#### TRECHO SELECIONADO:
....
Yousafzai logo descobriria o quão frágil o patriarcado poderia ser. Certa vez, em outubro de 2017, ela acordou com uma enxurrada de notificações do Twitter e mensagens do WhatsApp. Alguém havia tirado uma foto de Yousafzai voltando para o dormitório do seu clube de remo. Na foto, ela estava vestindo jeans, camiseta e uma jaqueta bomber, além de seu lenço de cabeça característico. A foto entrou em um grupo paquistanês no Facebook e depois se espalhou para outras plataformas de mídia social, bem como para sites de notícias e canais de TV em língua urdu. Centenas de pessoas, a maioria homens paquistaneses, declararam seu choque ao ver Yousafzai usando jeans em vez de um shalwar kameez. "Houve comentários me chamando de traidora ou atriz pornô", ela escreve. "Outros alegaram que minhas roupas eram um sinal de que eu havia abandonado meu país e minha religião."
Fora das fronteiras do Paquistão, a conversa tomou um rumo diferente: muitos no Ocidente chamavam seu véu de símbolo de opressão e argumentavam que Yousafzai não poderia ser totalmente emancipada até que apagasse todos os vestígios de sua fé e etnia. "Essas opiniões eram tão indesejáveis quanto as outras", escreve ela. "Eu não justificaria minhas escolhas para a multidão secular, assim como não justificaria para a polícia do jeans."

Yousafzai no Brasil em 2023.
....
#### CONJUNTO DE TAREFAS:
a – Responda, com base no trecho sobre Yousafzai:
(i) Em que mês e ano ela acordou com uma enxurrada de notificações do Twitter e mensagens do WhatsApp?
(ii) Para onde ela voltava quando a foto foi tirada?
(iii) De que muitos no Ocidente chamavam seu véu?
b – Reproduza fielmente o trecho sobre Yousafzai, de "Fora das fronteiras" a "Brasil em 2023.".
A listagem não desempenha papel algum nesta parte.

#### LISTAGEM FORNECIDA:
....
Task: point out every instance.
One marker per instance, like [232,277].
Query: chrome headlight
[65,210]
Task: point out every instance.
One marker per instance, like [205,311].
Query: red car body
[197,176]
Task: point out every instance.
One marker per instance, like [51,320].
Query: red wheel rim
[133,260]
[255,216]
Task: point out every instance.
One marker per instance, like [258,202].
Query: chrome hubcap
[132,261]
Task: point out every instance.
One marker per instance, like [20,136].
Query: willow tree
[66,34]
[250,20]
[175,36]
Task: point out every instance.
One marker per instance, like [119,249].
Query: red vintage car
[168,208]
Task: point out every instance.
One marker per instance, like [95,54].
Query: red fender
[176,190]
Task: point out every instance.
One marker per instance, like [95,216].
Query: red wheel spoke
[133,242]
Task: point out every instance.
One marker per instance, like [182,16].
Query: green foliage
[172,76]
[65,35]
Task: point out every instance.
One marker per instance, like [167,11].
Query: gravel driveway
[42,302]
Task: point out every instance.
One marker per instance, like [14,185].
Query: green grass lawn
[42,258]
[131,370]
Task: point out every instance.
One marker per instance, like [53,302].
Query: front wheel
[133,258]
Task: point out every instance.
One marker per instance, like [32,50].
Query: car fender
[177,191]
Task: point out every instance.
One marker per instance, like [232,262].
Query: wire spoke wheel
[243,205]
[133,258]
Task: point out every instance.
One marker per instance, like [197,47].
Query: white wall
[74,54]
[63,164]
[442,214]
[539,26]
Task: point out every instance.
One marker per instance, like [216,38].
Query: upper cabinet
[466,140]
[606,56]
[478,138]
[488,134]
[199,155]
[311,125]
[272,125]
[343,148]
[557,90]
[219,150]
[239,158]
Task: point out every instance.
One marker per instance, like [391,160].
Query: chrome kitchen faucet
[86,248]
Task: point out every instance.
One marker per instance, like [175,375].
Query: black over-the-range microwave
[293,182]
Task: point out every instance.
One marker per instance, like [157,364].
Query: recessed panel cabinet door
....
#### RESPOSTAS ÀS TAREFAS:
a –
(i) Em outubro de 2017.
(ii) Para o dormitório do seu clube de remo.
(iii) De símbolo de opressão.

b –
Fora das fronteiras do Paquistão, a conversa tomou um rumo diferente: muitos no Ocidente chamavam seu véu de símbolo de opressão e argumentavam que Yousafzai não poderia ser totalmente emancipada até que apagasse todos os vestígios de sua fé e etnia. "Essas opiniões eram tão indesejáveis quanto as outras", escreve ela. "Eu não justificaria minhas escolhas para a multidão secular, assim como não justificaria para a polícia do jeans."

Yousafzai no Brasil em 2023.